[[ Data shown open ]]
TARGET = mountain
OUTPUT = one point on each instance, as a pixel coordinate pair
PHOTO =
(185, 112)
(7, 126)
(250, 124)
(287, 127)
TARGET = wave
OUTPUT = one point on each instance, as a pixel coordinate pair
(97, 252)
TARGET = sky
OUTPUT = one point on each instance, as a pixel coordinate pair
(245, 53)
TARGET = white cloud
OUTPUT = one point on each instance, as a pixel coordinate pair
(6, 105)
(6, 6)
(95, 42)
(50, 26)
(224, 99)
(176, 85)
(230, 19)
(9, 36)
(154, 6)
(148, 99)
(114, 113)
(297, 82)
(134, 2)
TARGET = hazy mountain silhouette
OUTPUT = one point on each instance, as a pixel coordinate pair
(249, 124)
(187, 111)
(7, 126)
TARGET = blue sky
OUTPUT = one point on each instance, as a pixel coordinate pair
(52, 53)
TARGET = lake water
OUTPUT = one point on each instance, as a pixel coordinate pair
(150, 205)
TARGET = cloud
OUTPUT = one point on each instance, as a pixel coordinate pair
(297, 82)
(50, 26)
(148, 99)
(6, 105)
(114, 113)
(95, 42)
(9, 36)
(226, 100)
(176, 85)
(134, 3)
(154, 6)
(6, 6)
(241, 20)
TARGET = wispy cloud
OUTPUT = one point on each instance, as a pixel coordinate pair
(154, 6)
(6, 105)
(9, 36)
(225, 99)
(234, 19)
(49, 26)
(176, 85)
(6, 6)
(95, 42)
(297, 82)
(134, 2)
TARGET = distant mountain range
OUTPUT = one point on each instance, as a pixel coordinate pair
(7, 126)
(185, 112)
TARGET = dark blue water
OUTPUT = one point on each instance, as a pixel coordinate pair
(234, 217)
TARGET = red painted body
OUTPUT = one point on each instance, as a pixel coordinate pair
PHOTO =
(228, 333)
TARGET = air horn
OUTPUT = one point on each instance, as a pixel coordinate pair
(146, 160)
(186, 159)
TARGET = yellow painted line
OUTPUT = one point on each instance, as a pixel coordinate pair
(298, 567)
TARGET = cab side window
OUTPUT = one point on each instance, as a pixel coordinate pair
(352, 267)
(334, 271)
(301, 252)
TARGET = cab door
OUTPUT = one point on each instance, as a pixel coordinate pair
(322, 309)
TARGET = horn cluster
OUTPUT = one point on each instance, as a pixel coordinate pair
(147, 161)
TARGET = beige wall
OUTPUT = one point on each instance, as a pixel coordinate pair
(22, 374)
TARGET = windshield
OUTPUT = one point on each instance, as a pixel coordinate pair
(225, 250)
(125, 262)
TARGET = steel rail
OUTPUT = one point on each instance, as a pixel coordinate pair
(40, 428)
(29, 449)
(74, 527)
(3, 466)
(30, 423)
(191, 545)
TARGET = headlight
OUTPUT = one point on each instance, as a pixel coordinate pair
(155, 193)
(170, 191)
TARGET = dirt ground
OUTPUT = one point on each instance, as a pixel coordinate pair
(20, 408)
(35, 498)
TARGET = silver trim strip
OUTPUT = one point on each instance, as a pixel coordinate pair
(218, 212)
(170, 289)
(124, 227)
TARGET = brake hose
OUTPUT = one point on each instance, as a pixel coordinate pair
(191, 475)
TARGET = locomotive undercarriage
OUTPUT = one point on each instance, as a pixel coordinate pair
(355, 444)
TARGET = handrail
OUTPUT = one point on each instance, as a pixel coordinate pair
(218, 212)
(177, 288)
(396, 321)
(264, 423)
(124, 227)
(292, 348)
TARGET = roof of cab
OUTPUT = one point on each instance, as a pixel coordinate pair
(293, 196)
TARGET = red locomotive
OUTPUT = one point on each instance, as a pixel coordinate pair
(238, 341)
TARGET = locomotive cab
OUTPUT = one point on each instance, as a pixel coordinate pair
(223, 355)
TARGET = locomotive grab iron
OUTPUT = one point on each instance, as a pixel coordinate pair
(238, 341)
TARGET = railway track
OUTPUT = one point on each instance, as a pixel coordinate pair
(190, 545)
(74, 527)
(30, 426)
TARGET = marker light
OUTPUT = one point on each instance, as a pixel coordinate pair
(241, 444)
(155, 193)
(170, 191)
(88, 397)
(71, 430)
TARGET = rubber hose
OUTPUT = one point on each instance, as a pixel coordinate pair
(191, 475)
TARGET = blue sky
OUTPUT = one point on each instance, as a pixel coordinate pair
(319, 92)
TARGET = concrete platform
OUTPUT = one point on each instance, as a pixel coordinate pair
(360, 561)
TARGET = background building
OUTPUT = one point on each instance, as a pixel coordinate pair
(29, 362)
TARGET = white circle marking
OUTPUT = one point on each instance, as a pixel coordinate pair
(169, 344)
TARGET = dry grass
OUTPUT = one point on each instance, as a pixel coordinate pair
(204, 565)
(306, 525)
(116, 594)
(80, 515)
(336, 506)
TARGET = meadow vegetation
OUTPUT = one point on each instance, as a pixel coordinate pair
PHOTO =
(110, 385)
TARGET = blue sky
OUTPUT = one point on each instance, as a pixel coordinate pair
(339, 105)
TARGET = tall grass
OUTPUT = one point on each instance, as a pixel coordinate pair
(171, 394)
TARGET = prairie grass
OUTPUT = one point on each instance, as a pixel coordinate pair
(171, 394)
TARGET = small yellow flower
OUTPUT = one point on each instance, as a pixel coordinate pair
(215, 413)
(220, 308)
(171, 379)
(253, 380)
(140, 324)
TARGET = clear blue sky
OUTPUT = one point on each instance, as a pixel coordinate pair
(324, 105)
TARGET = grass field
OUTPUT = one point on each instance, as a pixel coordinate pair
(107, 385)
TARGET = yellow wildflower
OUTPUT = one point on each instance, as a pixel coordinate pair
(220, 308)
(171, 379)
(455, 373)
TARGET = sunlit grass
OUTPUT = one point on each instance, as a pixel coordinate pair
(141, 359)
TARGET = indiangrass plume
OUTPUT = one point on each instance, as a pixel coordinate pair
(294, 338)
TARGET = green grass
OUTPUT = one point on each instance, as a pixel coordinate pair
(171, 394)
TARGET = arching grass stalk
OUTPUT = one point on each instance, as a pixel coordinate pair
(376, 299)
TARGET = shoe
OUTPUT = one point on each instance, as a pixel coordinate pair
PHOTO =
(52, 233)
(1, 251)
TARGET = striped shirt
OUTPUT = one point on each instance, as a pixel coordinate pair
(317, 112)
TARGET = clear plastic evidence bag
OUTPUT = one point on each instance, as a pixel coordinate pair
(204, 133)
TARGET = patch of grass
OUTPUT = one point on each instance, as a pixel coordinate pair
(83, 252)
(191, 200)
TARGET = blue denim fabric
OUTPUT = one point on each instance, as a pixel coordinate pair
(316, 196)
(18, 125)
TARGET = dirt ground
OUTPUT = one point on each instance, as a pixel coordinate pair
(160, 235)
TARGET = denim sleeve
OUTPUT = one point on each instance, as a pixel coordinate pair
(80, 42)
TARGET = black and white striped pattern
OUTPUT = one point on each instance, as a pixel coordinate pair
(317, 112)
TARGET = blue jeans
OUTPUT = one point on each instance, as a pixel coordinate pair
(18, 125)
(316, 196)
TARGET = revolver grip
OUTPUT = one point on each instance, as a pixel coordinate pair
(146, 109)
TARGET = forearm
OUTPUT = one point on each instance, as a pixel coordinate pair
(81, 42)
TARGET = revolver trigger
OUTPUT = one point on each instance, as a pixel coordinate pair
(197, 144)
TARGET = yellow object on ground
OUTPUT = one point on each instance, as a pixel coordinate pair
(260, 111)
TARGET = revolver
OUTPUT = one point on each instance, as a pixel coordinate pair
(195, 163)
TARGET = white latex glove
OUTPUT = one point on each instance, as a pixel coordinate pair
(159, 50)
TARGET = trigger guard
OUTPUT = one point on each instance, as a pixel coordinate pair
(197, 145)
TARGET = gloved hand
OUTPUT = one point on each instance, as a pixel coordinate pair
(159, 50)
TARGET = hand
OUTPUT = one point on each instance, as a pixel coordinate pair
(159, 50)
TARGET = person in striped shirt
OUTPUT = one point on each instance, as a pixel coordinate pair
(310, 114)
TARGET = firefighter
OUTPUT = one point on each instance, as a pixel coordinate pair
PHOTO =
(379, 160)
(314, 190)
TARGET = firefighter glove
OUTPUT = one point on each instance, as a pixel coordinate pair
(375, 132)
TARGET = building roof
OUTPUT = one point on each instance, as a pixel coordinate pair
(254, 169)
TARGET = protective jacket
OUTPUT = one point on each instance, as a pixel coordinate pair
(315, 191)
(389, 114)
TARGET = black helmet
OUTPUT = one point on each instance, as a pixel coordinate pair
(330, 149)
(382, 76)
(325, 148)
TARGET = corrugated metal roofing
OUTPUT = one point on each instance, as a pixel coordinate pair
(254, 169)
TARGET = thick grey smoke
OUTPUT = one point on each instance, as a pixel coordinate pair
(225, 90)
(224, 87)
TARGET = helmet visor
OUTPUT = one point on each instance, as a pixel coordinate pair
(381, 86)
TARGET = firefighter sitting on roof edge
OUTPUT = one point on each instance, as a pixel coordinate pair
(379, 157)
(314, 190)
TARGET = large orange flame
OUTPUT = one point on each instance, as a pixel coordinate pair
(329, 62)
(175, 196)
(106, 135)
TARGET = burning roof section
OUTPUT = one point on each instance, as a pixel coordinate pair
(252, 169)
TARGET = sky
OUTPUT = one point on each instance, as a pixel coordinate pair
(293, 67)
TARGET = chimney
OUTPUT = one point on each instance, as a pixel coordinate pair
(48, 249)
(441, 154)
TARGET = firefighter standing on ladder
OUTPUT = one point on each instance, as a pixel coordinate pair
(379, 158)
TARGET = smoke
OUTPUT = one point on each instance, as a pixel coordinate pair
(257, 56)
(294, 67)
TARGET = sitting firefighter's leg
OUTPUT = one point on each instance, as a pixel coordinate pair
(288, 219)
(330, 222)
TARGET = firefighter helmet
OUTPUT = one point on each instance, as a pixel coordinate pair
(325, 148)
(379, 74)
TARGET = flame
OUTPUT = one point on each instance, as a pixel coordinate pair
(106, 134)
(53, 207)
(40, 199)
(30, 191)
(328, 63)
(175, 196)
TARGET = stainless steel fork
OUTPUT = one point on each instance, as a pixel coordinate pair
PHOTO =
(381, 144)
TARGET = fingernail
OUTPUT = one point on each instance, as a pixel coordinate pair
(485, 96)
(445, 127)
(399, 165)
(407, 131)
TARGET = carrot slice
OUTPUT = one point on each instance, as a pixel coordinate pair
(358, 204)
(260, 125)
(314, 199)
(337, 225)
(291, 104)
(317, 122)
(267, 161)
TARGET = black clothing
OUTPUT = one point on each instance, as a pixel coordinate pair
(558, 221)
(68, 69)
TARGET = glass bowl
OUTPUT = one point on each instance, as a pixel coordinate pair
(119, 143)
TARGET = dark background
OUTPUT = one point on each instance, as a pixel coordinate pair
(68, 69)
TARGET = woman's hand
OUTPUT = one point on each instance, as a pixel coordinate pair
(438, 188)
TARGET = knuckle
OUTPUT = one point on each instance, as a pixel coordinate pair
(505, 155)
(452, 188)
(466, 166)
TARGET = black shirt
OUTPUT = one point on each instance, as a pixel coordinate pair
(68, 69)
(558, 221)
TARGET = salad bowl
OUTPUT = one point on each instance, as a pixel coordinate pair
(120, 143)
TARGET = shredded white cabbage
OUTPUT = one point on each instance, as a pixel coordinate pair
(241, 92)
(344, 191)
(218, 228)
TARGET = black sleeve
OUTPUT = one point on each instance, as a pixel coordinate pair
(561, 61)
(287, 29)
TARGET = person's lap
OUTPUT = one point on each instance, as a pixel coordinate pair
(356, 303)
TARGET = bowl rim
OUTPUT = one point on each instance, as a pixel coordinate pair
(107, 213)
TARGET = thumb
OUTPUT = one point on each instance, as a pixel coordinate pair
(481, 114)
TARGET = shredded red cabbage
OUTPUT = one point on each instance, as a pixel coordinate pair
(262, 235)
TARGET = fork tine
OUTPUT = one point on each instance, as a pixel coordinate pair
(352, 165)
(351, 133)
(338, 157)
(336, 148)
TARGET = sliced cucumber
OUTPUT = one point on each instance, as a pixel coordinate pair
[[ Data shown closed ]]
Problem description:
Here the job is to output the lines from the start of the material through the line with "TARGET = white cloud", inclusive, exactly and with nothing else.

Solution to the problem:
TARGET = mountain
OUTPUT = one point on each instance, as a pixel coordinate pair
PHOTO =
(185, 112)
(7, 126)
(250, 124)
(287, 127)
TARGET = wave
OUTPUT = one point on each instance, as a pixel coordinate pair
(97, 252)
TARGET = sky
OUTPUT = one point on each instance, as a pixel coordinate pair
(245, 53)
TARGET = white cloud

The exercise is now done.